* **SOURCE DOCUMENT**:
○ ○ ○ ○ ○ ○ ○
It does work in both ways in the sense that a US law could not control a German national patent right either. For example, imagine a German inventor living in the US and working for a US company. Obviously, the US patent rights would vest with the inventor (and assuming an obligation to assign in the work contract, the employee would then assign it to the employer). However, what about the German patent right? I am strongly of the position that the German national patent right, under German law, would still automatically vest in the employer (assuming the German inventor meets the requirements of being an "employee" under German law).

If each nation's laws can only control that nation's patent rights, there is no contradiction here.


You wrote 'A german court clearly has no subject matter or property jurisdiction over US patent rights'. True, but I still think that there is a case to be made that all rights to the invention were transferred automatically already before there was even a consideration made whether to apply for a patent or not, or even a hint of idea that this might be a patentable invention, so before US patent law even came into play. The only logical conclusion is then that the jurisdiction that the US court might have, is over an empty case, water under the bridge, assigned already, nothing to decide.

I don't entirely follow this statement. The consideration of applying for a patent or not is irrelevant as to the ownership of patent rights.

I find it strange that the US court would have property jurisdiction before there is a US property:a patent application. The invention as a property, before US filing (or if you must: before considerations relating to any patent filing) is a foreign property, has no relation whatsoever with the US. (I suppose this one sentence summarizes all that I intended to write.)

I don't know what you mean by the "invention" is "foreign property." The "invention" itself is nothing but an idea. You protect your idea by getting a patent on it (there are no other meaningful protections for "the invention" that I can think of).

The way I see it, the moment that "the invention" is created (thought up, whatever), then from that moment on the idea can be patented (or at least apply for one). At that moment, the national patent rights are also created. I cannot imagine any scenario where one has "the invention" but wherein a patent on that invention cannot be applied for. Can you provide an example of this?
○ ○ ○ ○ ○ ○ ○
* **Saved data entries**:
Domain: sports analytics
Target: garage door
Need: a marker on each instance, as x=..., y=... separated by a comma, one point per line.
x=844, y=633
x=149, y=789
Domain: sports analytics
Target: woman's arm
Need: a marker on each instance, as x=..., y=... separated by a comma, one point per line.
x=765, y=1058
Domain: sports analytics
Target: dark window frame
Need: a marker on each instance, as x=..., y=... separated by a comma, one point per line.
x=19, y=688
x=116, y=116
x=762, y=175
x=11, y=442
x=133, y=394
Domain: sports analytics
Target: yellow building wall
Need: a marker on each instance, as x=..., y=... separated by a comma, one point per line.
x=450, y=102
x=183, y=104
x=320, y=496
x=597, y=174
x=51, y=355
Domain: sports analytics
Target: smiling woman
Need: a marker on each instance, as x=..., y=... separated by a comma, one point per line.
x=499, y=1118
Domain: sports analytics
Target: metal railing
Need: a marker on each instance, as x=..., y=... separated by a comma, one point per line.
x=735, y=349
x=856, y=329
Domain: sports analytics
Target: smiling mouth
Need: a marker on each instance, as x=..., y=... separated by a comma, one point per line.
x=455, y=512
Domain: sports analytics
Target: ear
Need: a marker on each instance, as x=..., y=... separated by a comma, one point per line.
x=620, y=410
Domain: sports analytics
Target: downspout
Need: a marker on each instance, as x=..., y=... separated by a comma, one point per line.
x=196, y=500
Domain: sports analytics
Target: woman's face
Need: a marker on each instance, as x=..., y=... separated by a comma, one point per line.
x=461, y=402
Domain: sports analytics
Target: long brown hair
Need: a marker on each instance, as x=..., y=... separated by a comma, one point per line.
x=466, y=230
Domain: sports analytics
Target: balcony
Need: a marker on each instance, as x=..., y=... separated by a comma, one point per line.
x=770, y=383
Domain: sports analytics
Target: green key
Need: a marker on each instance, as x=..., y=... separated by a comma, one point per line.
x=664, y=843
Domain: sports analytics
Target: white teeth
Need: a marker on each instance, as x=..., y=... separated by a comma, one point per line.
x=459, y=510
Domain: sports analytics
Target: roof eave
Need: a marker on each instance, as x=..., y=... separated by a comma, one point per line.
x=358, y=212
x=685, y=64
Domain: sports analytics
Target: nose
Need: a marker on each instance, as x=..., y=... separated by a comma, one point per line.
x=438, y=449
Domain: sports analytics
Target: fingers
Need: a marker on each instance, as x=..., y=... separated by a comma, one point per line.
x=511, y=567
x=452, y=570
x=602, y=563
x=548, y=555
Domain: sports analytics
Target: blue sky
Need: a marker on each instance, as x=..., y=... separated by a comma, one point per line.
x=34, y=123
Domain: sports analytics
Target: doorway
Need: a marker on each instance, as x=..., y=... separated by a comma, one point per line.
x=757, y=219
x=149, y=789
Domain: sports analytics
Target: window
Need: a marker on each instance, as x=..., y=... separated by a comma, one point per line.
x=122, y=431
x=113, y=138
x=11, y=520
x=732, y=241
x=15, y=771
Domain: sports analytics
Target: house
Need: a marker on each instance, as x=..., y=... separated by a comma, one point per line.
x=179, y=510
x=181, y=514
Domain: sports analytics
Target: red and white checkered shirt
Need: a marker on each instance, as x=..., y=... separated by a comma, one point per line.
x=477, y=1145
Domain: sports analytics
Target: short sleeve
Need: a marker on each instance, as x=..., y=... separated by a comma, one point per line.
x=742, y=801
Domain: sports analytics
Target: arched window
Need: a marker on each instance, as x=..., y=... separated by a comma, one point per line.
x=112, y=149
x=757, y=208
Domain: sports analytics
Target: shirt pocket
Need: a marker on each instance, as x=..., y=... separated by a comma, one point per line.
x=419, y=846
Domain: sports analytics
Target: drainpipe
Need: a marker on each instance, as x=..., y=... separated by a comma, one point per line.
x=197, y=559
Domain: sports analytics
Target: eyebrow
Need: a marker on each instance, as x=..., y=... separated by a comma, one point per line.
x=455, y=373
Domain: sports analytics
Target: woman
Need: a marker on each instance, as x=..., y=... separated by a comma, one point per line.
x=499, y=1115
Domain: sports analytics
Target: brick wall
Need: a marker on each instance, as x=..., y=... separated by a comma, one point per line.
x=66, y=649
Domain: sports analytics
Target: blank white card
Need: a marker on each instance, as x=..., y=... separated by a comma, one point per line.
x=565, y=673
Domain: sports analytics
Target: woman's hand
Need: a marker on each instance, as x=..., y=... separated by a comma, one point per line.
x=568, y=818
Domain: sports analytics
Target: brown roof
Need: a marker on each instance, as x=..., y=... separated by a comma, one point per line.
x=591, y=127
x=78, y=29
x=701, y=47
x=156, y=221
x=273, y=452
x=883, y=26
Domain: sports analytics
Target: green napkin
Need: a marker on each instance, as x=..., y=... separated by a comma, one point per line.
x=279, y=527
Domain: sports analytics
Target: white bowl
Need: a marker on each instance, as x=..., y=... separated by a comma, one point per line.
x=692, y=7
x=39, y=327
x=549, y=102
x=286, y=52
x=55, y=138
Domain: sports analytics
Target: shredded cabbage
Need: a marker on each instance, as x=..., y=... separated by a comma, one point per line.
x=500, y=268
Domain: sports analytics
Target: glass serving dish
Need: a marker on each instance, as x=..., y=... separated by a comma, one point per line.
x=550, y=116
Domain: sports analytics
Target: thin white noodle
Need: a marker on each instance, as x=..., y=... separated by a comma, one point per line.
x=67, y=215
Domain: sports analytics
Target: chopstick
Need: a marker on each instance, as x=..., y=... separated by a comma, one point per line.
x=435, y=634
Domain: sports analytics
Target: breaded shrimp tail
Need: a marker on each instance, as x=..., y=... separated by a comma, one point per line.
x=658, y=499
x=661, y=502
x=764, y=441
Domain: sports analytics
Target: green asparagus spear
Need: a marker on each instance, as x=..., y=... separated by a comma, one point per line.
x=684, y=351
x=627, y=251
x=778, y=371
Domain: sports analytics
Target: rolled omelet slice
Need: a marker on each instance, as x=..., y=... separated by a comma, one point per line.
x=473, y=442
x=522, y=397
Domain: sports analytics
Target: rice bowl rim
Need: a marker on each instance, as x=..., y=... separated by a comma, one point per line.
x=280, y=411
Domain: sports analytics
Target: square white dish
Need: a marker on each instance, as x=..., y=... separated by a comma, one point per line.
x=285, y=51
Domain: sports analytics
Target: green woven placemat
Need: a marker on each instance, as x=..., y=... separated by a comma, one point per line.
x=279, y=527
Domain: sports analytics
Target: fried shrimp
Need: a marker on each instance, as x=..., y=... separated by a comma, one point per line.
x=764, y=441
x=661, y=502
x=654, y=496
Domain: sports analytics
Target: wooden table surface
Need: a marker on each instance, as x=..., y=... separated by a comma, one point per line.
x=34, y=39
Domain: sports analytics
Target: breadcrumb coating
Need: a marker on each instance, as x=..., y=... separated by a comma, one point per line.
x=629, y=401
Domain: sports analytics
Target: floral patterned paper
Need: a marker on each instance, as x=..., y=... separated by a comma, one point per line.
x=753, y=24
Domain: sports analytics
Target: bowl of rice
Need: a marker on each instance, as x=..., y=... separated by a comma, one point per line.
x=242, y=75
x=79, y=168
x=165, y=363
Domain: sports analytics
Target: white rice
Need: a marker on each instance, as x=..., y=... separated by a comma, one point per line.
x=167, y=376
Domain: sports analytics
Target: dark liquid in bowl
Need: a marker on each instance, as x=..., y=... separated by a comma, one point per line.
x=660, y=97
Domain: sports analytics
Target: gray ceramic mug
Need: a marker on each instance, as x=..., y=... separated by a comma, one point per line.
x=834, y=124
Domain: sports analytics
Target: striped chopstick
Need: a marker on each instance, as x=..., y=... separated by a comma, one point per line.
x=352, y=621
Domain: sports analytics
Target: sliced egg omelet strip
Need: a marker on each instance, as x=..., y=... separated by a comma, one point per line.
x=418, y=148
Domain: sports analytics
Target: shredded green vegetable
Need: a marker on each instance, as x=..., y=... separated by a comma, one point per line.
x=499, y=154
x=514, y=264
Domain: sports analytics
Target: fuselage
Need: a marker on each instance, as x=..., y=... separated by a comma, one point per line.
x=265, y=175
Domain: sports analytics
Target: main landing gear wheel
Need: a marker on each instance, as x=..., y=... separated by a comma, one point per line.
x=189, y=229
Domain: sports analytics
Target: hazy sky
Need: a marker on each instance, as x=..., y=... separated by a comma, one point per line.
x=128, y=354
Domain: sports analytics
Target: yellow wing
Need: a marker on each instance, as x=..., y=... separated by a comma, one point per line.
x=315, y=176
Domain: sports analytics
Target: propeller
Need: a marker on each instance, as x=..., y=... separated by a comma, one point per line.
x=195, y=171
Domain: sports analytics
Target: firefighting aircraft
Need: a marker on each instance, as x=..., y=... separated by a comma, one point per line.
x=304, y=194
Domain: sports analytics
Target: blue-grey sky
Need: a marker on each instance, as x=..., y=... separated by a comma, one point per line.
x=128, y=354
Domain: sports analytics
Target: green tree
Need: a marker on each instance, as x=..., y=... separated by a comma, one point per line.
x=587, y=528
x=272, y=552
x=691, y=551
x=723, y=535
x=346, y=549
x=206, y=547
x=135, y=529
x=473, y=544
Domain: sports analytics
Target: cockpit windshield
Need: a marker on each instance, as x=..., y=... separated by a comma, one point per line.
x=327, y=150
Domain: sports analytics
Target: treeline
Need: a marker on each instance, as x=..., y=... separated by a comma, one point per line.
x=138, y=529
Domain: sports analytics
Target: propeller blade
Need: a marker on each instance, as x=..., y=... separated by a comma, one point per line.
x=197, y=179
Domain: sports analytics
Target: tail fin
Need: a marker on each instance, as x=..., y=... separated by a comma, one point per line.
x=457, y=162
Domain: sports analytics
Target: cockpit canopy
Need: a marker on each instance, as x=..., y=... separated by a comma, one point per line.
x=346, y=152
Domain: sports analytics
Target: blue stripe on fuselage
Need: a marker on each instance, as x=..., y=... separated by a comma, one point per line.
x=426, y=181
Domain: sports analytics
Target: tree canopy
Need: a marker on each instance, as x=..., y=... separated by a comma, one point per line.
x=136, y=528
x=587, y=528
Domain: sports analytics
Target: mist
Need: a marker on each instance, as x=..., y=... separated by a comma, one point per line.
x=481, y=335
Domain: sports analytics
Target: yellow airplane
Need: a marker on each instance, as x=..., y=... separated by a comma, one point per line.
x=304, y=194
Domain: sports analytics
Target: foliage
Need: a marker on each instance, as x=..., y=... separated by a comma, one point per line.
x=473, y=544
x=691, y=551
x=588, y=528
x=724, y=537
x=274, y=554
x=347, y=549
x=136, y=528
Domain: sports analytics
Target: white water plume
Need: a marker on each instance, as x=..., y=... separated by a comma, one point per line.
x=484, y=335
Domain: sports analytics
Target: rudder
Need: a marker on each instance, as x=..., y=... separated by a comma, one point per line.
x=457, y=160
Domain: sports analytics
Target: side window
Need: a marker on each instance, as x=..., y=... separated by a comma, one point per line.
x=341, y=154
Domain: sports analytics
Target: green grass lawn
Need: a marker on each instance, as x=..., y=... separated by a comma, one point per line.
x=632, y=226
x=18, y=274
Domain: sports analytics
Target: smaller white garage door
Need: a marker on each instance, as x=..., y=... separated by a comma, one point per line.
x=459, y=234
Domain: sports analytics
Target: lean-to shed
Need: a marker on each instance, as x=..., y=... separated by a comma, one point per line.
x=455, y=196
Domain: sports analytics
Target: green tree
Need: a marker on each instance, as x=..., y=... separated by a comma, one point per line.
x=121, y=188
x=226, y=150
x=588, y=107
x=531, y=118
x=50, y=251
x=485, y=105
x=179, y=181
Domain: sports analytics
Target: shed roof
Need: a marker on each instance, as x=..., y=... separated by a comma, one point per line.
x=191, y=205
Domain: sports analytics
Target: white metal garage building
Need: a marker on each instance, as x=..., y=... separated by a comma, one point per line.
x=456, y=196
○ ○ ○ ○ ○ ○ ○
* **REQUIREMENT**:
Pick up the discussion of German and US patent rights for employee inventions right after its final sentence and keep writing. The entries play no part in what you are asked to do.

* **RESPONSE FOR THIS EXERCISE**:
Rabid Levity

Quote from: EvilLost on 07-17-18 at 09:29 PM


It does work in both ways in the sense that a US law could not control a German national patent right either. For example, imagine a German inventor living in the US and working for a US company. Obviously, the US patent rights would vest with the inventor (and assuming an obligation to assign in the work contract, the employee would then assign it to the employer). However, what about the German patent right? I am strongly of the position that the German national patent right, under German law, would still automatically vest in the employer (assuming the German inventor meets the requirements of being an "employee" under German law).


Hello.  The breadth of this rather voluminous conversation is beyond my knowledge; however, I will comment on the one thing you mention above. 

To the best of my recollection, the DE national inventorship law indicates that you are correct that a DE inventor resident in US and working for a US corporation falls under US law such that the invention vests in the inventor.  It is up to the US corporation to obtain from the inventor an assignment of the invention, rights to file in the US and outside the US, and the rights to claim priority to that first US filing in filings to be made outside the US.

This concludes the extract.